**Exercise instructions**
Retype each line exactly. Skip images.

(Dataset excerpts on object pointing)
──────────────────────────────
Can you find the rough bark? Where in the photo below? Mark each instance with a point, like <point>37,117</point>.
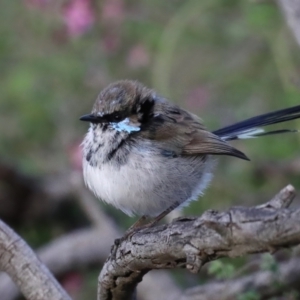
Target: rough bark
<point>27,271</point>
<point>191,242</point>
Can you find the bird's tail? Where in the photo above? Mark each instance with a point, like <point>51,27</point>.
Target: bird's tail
<point>251,128</point>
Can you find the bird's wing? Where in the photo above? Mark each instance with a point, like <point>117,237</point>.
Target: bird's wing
<point>177,130</point>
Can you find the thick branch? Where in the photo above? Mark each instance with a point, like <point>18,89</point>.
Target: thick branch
<point>26,270</point>
<point>191,242</point>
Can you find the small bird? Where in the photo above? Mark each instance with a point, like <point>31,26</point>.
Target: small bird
<point>147,156</point>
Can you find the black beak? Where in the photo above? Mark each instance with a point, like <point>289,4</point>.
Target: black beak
<point>90,118</point>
──────────────────────────────
**Solution for this problem**
Can you find the rough bark? Where in the photo below? Mark each instance with a point, like <point>37,117</point>.
Target: rough bark
<point>27,271</point>
<point>191,242</point>
Can you find the bird's tail? Where in the photo above? Mark each instance with a point, like <point>51,27</point>.
Target: bird's tail
<point>251,128</point>
Can you find the bird's wing? Where in the photo above? Mark each instance with a point, like <point>117,237</point>.
Target: bird's wing
<point>177,130</point>
Can you find the thick branch? Where in the photo above? Mark each instance with a point, like <point>18,89</point>.
Target: thick branch
<point>26,270</point>
<point>191,242</point>
Can you find the small bird? Where in the photo above? Mark each instance with a point, like <point>31,26</point>.
Target: small bird
<point>147,156</point>
Can you find the black beak? Where in the photo above? Mark each instance with a point, like <point>289,4</point>.
Target: black beak
<point>90,118</point>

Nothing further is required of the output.